> [TEXTE À LIRE]:
************

La descente du col est magique avec la fuyante du départ et la poudreuse où les virages s’enchaînent. Repotage et tour du Pic du Thabor. Après le Passage du Pic du Thabor, traversée sous la Roche du Chardonnet et tergiversations avant le col de Névache : on coupe par les crêtes ou on pousse au col ? Après deux coulées parties au-dessus de nous, il est tout de même près de 18h00, et évitées, nous poussons jusqu’au col où la pente est plus faible. Descente sur les Drayères qui s’avère plus longue que prévue en raison des nombreux faux plats. Nous poussons la porte du refuge à 19h15 après 10h45 passées dans la montagne. La gardienne, inquiète par notre retard, nous accueille fort sympathiquement. Nous la remercions pour les attentions qu’elle a eues pour nous par la suite.

************

(Entrées de données)

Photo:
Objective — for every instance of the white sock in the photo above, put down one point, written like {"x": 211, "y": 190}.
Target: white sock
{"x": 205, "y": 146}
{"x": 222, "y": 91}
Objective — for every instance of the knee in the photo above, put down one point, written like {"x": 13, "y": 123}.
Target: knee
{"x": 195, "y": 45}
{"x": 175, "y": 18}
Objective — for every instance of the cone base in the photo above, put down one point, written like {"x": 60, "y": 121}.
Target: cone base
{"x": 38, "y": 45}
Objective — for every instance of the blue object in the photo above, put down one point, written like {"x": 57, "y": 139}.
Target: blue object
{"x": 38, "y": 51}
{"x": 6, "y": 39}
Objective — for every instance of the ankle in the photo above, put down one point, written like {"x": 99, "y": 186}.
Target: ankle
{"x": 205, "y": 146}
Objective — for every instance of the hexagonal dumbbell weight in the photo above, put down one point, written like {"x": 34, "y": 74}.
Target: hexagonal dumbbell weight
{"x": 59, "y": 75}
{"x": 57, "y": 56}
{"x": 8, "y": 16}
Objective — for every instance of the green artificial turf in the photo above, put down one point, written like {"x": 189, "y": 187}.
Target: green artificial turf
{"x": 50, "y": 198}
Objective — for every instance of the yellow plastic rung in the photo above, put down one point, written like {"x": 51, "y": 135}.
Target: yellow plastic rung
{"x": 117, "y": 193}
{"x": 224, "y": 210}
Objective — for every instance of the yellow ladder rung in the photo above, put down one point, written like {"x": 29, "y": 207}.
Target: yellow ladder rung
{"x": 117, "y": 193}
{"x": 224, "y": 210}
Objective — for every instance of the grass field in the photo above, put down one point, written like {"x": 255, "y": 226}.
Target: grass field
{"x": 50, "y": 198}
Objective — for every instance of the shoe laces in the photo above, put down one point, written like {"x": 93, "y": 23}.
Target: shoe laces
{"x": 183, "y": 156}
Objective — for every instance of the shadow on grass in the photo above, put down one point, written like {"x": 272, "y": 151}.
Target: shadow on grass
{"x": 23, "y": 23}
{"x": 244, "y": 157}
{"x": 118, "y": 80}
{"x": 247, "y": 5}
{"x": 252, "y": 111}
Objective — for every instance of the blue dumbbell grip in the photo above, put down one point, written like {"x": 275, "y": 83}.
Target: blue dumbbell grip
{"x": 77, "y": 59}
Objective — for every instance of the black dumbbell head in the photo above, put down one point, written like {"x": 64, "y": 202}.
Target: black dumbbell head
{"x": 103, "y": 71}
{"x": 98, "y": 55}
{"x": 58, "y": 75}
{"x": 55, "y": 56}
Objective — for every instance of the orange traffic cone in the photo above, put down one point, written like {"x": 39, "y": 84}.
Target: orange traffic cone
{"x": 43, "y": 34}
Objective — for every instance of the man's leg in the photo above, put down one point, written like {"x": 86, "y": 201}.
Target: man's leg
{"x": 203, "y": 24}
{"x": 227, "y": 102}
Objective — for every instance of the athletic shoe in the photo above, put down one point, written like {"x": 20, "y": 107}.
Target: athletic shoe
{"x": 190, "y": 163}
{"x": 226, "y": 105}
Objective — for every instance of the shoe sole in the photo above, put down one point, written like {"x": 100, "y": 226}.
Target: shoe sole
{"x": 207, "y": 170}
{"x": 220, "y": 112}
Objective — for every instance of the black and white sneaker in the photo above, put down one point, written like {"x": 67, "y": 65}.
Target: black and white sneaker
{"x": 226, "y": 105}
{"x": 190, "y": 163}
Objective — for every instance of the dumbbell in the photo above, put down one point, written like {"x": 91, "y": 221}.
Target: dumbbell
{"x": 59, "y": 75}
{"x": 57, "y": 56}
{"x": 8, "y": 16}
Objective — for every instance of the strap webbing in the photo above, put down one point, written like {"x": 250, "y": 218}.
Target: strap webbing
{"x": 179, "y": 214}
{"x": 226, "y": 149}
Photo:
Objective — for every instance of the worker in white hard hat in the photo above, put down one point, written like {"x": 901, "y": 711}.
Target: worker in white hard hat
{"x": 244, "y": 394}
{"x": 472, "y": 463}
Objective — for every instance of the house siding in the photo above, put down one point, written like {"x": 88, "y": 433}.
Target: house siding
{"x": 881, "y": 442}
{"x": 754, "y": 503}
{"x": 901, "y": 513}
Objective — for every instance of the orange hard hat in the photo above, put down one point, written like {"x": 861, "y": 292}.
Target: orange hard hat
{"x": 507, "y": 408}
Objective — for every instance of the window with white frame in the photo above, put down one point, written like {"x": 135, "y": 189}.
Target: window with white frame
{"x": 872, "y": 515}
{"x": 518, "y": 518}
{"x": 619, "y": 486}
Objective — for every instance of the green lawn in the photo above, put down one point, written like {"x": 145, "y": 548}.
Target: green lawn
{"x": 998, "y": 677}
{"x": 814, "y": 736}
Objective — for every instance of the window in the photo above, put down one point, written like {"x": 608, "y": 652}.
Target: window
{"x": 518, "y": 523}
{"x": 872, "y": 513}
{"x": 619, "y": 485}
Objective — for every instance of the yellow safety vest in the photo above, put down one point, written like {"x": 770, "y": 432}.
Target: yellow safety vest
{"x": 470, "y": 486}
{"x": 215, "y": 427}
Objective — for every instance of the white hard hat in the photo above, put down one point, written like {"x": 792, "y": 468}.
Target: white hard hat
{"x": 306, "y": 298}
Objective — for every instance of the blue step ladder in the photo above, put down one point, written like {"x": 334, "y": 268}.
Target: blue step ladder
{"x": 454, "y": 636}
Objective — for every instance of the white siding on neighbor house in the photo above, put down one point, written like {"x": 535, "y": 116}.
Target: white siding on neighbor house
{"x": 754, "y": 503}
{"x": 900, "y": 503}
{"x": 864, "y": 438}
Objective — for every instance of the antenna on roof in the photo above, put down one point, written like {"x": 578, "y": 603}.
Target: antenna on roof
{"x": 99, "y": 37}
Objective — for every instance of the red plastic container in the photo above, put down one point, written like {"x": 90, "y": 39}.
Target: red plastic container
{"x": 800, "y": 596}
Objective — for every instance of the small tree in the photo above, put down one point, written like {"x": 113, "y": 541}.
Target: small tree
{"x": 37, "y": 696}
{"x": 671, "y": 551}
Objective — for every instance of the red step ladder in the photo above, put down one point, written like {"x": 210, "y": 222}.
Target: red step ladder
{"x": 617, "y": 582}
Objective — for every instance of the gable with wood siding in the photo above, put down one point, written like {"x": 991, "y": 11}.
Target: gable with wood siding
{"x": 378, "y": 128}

************

> [TRAVAIL DEMANDÉ]:
A: Dites si chacune des affirmations suivantes concorde avec le texte à lire : (i) le groupe arrive au refuge à 19h15 ; (ii) avant le col de Névache, le groupe coupe par les crêtes ; (iii) la descente sur les Drayères se révèle plus courte que prévu. Répondez par oui ou non, en citant à l'identique les mots du texte qui tranchent.
B: Relevez toutes les heures et durées écrites en chiffres dans le texte à lire.

> [RÉPONSES DANS L'ORDRE]:
A:
(i) Oui : « Nous poussons la porte du refuge à 19h15 ».
(ii) Non : « nous poussons jusqu’au col où la pente est plus faible ».
(iii) Non : « qui s’avère plus longue que prévue en raison des nombreux faux plats ».

B: 18h00, 19h15, 10h45